* **Exercise**: Count the lines in the material below that contain the string "sconce", treating uppercase and lowercase as different. Give only the number.

[Location labeling records]
········

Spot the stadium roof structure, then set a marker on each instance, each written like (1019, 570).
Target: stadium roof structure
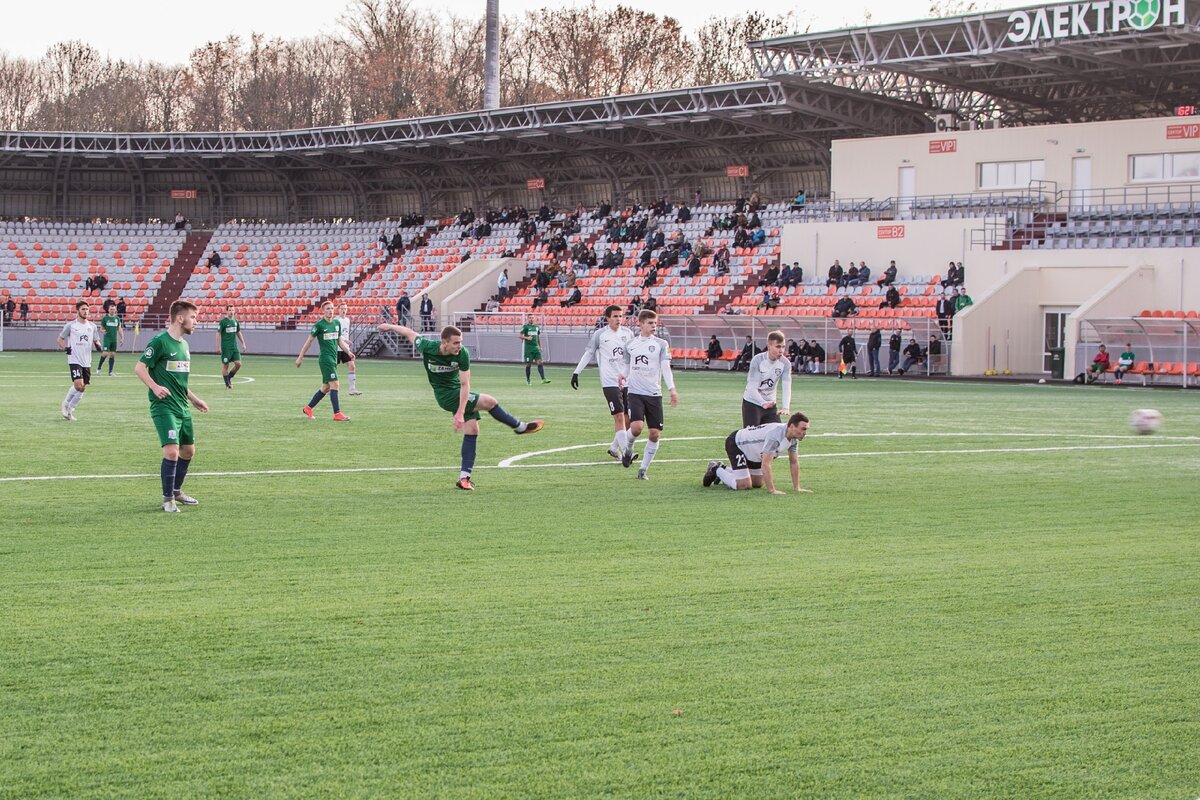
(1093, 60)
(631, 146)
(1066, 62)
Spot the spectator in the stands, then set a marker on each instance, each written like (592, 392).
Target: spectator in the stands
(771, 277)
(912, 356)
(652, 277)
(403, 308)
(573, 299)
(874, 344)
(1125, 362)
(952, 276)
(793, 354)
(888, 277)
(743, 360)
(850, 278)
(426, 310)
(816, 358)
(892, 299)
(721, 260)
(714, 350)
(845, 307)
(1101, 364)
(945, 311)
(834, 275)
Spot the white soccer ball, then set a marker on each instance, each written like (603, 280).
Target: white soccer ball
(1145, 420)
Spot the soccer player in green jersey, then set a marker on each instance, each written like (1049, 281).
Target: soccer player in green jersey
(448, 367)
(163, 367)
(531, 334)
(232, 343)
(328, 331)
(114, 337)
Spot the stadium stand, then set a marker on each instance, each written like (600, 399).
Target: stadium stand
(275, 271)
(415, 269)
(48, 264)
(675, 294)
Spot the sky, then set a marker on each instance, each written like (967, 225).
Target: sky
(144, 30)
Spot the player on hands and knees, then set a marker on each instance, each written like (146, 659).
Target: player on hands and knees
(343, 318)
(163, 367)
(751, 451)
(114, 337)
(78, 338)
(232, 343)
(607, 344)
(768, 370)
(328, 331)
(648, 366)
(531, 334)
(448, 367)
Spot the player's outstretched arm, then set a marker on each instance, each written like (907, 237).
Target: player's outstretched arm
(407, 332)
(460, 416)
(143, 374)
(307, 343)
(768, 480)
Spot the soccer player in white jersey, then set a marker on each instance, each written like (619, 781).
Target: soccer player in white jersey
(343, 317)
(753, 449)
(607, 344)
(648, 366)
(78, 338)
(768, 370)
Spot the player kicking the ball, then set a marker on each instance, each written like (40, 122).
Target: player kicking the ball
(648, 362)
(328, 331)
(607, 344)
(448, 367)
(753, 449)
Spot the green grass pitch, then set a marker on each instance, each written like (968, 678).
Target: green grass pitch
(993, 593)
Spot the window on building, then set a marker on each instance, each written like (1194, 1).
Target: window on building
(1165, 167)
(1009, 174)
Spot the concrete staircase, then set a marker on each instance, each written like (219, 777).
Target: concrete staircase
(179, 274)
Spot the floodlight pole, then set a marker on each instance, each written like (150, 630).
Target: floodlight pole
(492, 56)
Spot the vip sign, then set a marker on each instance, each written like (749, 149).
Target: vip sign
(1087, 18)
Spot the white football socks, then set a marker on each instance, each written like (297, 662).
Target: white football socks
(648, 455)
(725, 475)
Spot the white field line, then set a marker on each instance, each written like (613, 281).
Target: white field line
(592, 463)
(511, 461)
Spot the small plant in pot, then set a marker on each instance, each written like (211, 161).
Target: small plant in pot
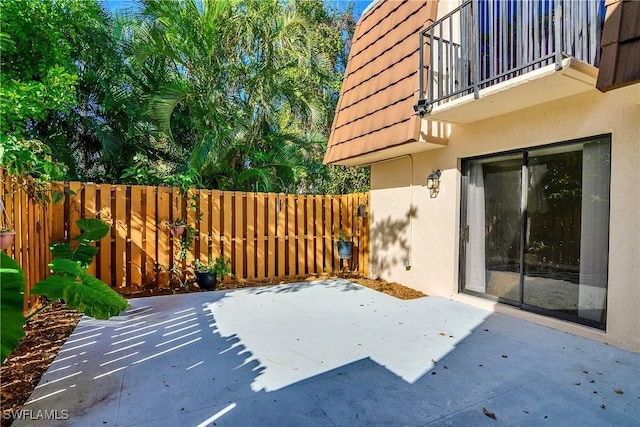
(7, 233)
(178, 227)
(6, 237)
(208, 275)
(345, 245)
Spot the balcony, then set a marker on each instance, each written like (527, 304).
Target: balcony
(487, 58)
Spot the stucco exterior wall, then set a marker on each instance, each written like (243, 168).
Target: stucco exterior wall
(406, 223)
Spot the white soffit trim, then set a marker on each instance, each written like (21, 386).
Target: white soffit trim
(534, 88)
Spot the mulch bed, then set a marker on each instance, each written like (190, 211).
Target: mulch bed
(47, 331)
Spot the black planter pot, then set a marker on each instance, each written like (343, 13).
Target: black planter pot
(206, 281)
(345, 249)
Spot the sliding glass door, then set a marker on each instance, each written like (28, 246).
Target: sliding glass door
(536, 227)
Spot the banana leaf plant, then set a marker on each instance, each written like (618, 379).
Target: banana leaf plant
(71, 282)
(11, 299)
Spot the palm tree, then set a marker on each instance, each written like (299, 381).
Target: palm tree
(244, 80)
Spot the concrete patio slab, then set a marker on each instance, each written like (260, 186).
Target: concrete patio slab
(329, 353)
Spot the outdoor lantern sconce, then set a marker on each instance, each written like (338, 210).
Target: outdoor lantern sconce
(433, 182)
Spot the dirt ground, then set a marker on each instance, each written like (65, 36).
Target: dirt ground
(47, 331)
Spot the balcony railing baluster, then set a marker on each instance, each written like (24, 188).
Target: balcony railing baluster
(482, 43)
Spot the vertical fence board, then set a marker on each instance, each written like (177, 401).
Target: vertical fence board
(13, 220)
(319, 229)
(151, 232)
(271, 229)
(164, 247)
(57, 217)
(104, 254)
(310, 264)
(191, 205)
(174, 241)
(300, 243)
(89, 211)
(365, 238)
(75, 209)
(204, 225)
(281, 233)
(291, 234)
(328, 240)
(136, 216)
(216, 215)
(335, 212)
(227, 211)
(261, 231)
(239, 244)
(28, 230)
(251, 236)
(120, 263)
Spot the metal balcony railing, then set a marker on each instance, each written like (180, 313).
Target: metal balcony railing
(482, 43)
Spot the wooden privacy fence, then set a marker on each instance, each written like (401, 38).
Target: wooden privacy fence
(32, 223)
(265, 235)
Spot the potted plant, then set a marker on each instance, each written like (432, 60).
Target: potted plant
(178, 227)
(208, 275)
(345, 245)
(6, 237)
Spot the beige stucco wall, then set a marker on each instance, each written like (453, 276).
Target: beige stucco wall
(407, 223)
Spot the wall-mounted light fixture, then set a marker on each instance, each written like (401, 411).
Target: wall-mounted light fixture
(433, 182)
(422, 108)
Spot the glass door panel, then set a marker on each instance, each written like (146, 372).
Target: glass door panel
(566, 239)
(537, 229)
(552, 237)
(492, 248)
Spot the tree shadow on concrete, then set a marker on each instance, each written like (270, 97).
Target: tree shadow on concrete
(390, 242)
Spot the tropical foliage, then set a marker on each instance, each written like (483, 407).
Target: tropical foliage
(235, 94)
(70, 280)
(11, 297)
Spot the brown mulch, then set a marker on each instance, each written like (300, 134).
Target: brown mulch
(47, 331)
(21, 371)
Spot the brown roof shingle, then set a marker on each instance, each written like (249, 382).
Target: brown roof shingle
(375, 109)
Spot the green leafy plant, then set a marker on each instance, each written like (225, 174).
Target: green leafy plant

········

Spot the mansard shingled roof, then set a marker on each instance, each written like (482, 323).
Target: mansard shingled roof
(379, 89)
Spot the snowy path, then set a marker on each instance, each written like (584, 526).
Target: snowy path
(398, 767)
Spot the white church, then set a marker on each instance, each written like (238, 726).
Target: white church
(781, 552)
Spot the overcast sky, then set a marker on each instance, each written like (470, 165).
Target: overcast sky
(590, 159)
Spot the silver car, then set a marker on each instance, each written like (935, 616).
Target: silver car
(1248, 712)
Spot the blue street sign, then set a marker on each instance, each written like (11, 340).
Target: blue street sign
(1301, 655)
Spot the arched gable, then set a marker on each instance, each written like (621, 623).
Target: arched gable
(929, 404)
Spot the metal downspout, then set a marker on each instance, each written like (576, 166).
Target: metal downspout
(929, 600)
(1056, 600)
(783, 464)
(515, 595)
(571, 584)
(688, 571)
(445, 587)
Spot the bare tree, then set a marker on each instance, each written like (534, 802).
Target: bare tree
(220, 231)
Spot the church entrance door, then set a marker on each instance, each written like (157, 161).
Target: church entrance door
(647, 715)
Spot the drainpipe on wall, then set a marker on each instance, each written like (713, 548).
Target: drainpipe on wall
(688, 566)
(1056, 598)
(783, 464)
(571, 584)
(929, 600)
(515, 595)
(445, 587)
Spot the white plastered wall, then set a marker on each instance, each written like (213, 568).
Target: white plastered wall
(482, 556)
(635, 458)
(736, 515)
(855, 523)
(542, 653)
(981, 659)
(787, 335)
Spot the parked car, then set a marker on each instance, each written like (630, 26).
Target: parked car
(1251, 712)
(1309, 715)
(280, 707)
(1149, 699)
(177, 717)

········

* **Response**: 2